RECORDS FOR THIS TASK >>
****************************************
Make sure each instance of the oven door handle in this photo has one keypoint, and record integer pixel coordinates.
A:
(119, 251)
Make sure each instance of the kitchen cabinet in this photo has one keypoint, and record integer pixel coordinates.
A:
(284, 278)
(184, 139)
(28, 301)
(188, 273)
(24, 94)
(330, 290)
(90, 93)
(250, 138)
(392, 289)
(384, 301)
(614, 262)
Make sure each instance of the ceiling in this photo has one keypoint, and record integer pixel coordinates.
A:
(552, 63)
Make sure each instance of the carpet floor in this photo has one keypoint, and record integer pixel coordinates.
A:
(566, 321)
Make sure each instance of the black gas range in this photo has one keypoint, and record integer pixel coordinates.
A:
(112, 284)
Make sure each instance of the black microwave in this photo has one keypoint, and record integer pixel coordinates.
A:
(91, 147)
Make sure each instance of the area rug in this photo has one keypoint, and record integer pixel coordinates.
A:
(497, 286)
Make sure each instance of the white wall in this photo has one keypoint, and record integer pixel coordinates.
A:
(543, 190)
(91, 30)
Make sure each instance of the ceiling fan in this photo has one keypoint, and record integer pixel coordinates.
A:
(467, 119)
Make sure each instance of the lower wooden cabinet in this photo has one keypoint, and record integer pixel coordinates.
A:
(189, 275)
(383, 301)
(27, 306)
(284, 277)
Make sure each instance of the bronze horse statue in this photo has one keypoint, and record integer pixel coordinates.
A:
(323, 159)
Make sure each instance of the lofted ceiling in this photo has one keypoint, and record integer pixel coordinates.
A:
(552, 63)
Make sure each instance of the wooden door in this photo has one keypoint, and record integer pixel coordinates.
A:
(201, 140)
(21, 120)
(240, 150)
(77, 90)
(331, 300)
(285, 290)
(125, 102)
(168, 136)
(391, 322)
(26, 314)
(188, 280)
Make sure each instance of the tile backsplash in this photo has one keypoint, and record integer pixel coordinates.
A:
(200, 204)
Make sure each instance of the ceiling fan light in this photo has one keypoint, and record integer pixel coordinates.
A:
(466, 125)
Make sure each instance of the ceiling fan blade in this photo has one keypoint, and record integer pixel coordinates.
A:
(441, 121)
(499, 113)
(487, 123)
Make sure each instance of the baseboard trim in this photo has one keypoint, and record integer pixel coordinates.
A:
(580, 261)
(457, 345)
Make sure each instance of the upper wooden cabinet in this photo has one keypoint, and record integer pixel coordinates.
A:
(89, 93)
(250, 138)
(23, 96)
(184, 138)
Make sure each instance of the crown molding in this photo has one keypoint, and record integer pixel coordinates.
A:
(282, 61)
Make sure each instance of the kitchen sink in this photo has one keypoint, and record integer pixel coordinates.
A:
****************************************
WHAT IS REQUIRED >>
All of the material is to be given again exactly.

EXERCISE ANSWER >>
Make sure each instance of the oven door handle in this photo has one keypoint, and record integer pixel coordinates.
A:
(119, 251)
Make sure each instance of the kitchen cabinet in this photo has one keypoint, and record integer pixel coordinates.
A:
(284, 278)
(184, 139)
(28, 301)
(188, 273)
(24, 94)
(330, 290)
(90, 93)
(250, 138)
(392, 289)
(384, 301)
(614, 262)
Make sure each instance of the ceiling in this photo has one keypoint, and record integer pixel coordinates.
A:
(552, 63)
Make sure each instance of the carpet floor in this photo has one keypoint, and record integer pixel coordinates.
A:
(566, 321)
Make sure each instance of the black gas range in this photo has one keypoint, and record integer pixel coordinates.
A:
(112, 284)
Make sure each instance of the black microwave in this photo has one keypoint, and record integer pixel coordinates.
A:
(91, 147)
Make sure each instance of the area rug in this photo has one keypoint, and record integer pixel coordinates.
A:
(497, 286)
Make sure each instance of the white wall in this photo has one keypoint, and record integer pixel coordinates.
A:
(543, 190)
(91, 30)
Make sure each instance of the ceiling fan in this photo has one keypoint, and record integer pixel coordinates.
A:
(467, 119)
Make sure each instance of the lower wooden cabinet in this photo has one keypoint, and record integer pixel coordinates.
A:
(189, 275)
(383, 301)
(27, 306)
(284, 277)
Make sure each instance of the bronze horse statue in this photo has one keypoint, and record integer pixel coordinates.
A:
(323, 159)
Make sure each instance of the lofted ceiling in this photo has one keypoint, and record integer pixel coordinates.
A:
(552, 63)
Make sure each instance of the wooden door in this photo has one keypoint, and record integer pixel coordinates.
A:
(201, 140)
(21, 120)
(240, 150)
(77, 90)
(331, 300)
(285, 290)
(125, 102)
(168, 136)
(391, 322)
(26, 314)
(188, 280)
Make sure each instance of the tile backsplash in this photo has one keypoint, and record integer pixel coordinates.
A:
(200, 204)
Make sure each instance of the ceiling fan light in this photo has one keypoint, and record integer pixel coordinates.
A:
(466, 125)
Make sure each instance of the ceiling fan blade in this photo has one keypoint, and record integer pixel coordinates.
A:
(441, 121)
(499, 113)
(487, 123)
Make sure each instance of the baseboard trim in this photo has one keypoint, and record integer pixel coordinates.
A:
(580, 261)
(457, 345)
Make sure each instance of the upper wooden cabinet in this photo has one keypoint, and record integer pixel coordinates.
A:
(89, 93)
(250, 138)
(23, 96)
(184, 138)
Make sure each instance of the crown molding in this photo has one keypoint, and record integer pixel coordinates.
A:
(282, 61)
Make sure each instance of the kitchen sink in this photo has one keypoint, and record integer pixel coordinates.
A:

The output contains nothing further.